- _Objective_:
Print out the material that follows word for word.

Point-based annotation data:
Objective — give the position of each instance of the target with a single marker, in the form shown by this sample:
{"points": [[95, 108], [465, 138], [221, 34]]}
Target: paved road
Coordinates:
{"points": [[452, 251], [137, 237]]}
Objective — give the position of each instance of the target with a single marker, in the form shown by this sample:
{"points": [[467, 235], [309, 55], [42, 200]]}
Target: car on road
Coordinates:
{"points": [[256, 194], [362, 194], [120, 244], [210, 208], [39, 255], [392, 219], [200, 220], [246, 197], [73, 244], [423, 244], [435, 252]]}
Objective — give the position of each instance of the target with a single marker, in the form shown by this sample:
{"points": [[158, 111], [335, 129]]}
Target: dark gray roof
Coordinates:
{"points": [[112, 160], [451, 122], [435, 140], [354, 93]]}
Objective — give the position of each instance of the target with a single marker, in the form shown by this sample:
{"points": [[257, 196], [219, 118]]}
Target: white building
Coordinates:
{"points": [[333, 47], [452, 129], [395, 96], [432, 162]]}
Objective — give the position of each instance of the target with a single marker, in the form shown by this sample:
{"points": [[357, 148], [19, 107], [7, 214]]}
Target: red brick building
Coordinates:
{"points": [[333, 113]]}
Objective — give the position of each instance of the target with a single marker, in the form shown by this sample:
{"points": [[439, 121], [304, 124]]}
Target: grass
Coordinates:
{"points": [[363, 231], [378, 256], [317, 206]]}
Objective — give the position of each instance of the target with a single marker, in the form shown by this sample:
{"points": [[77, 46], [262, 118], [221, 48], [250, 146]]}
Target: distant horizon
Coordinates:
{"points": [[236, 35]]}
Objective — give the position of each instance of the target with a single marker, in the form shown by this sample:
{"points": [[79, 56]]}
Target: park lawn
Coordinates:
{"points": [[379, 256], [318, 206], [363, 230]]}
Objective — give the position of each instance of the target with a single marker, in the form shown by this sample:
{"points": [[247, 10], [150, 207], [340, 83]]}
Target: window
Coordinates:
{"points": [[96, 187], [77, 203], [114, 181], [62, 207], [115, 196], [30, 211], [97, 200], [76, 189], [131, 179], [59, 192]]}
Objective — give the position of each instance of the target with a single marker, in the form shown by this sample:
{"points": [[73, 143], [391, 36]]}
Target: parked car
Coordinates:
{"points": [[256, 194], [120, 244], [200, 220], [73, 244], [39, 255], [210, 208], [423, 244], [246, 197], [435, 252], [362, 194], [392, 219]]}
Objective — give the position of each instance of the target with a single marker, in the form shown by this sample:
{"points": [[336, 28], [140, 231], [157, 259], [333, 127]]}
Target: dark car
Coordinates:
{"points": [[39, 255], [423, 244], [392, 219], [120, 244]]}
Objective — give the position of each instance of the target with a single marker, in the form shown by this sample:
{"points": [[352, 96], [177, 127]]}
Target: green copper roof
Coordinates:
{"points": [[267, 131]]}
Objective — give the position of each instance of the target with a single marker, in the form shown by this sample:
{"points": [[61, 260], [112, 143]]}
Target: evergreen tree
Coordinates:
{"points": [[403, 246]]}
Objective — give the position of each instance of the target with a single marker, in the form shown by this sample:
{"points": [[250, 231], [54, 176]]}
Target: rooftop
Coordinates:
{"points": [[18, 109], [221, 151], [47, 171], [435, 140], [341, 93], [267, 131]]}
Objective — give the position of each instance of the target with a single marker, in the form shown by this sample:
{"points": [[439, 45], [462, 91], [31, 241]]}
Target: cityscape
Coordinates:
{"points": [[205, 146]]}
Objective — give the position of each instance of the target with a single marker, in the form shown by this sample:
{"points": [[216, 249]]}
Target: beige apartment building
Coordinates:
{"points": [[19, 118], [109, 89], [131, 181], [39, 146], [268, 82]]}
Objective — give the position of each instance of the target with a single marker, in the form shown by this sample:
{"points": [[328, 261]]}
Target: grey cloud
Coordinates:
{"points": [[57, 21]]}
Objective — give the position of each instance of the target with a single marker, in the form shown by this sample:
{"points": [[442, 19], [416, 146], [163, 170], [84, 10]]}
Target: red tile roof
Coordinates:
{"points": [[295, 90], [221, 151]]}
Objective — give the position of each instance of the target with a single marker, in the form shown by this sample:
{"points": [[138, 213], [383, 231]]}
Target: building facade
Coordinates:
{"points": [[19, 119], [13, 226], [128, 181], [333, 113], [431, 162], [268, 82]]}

- _Solution to this exercise_:
Objective — give the position of each instance of the target with a single marker, in the form shown by this sample:
{"points": [[95, 108], [465, 138], [221, 34]]}
Target: paved road
Coordinates:
{"points": [[452, 251], [137, 237]]}
Objective — give the position of each instance of the target with a single marker, in the form shown by this sample:
{"points": [[467, 235], [309, 55], [42, 200]]}
Target: car on road
Coordinates:
{"points": [[256, 194], [362, 194], [120, 244], [210, 208], [39, 255], [392, 219], [200, 220], [246, 197], [73, 244], [423, 244], [435, 252]]}
Objective — give the position of each instance of the target with a single marker, in the form shown by this sample:
{"points": [[158, 111], [335, 129]]}
Target: dark gray roof
Coordinates:
{"points": [[112, 160], [451, 122], [435, 140], [354, 93]]}
Objective — give the position of each instance of the target with a single marker, in the form shown by this sample:
{"points": [[257, 196], [219, 118]]}
Target: white building
Coordinates:
{"points": [[333, 47], [452, 129], [395, 96], [432, 162]]}
Objective — give the position of each instance of the target with a single marker, in the form shown by this sample:
{"points": [[357, 148], [19, 107], [7, 214]]}
Target: red brick building
Coordinates:
{"points": [[333, 113]]}
Objective — give the position of each instance of the target with a single marker, in the form shown by this sample:
{"points": [[439, 121], [304, 124]]}
Target: grass
Coordinates:
{"points": [[363, 231], [378, 256], [317, 206]]}
Objective — give the position of each instance of the target with a single marker, in the form shown by this sample:
{"points": [[77, 46], [262, 118], [221, 48], [250, 146]]}
Target: distant horizon
Coordinates:
{"points": [[236, 35]]}
Objective — give the position of each instance of the target with a single marker, in the form shown by this sample:
{"points": [[79, 56]]}
Target: park lawn
Coordinates:
{"points": [[379, 256], [318, 206], [363, 230]]}
Objective — give the position of each instance of the target with a single marker, in the form shown by this sample:
{"points": [[247, 10], [150, 207], [340, 83]]}
Target: window
Coordinates:
{"points": [[96, 187], [77, 203], [114, 181], [62, 207], [115, 196], [30, 211], [97, 200], [76, 189], [131, 179], [59, 192]]}
Objective — give the position of each instance of the target with a single marker, in the form shown by this sample:
{"points": [[73, 143], [391, 36]]}
Target: parked car
Coordinates:
{"points": [[256, 194], [120, 244], [200, 220], [73, 244], [39, 255], [210, 208], [423, 244], [246, 197], [435, 252], [362, 194], [392, 219]]}
Objective — give the position of each instance of the target with a single marker, in the form shown by this sample:
{"points": [[336, 28], [140, 231], [157, 259], [333, 127]]}
Target: dark car
Coordinates:
{"points": [[39, 255], [423, 244], [392, 219], [120, 244]]}
Objective — give the position of each instance of the target with a single marker, in the form shown by this sample:
{"points": [[352, 96], [177, 127]]}
Target: green copper roof
Coordinates:
{"points": [[267, 131]]}
Objective — give the position of each instance of the target with a single marker, in the form shown by this sample:
{"points": [[61, 260], [112, 143]]}
Target: evergreen tree
Coordinates:
{"points": [[403, 246]]}
Objective — give the position of each instance of the target with a single marker, in the form shown by this sample:
{"points": [[250, 231], [54, 176]]}
Target: rooftop
Coordinates:
{"points": [[18, 109], [221, 151], [47, 171], [435, 140], [341, 93], [267, 131]]}
Objective — give the position of each instance of the target with a single marker, in the form shown by this sample:
{"points": [[439, 45], [462, 91], [31, 241]]}
Target: cityscape
Coordinates:
{"points": [[205, 146]]}
Objective — give the position of each instance of the target with a single marker, in the form shown by this sample:
{"points": [[216, 249]]}
Target: beige apartment building
Coordinates:
{"points": [[19, 118], [109, 89], [131, 181], [39, 146], [268, 82]]}
Objective — give the position of each instance of the target with a single marker, in the form shown by this sample:
{"points": [[328, 261]]}
Target: grey cloud
Coordinates:
{"points": [[57, 21]]}
Objective — give the position of each instance of the target with a single marker, in the form shown by this sample:
{"points": [[442, 19], [416, 146], [163, 170], [84, 10]]}
Target: red tile roof
Coordinates:
{"points": [[295, 90], [221, 151]]}
Objective — give the position of each instance of the target with a single marker, in the form shown by this sample:
{"points": [[138, 213], [383, 231]]}
Target: building facade
Coordinates:
{"points": [[19, 119], [13, 226], [128, 181], [333, 113], [431, 162], [268, 82]]}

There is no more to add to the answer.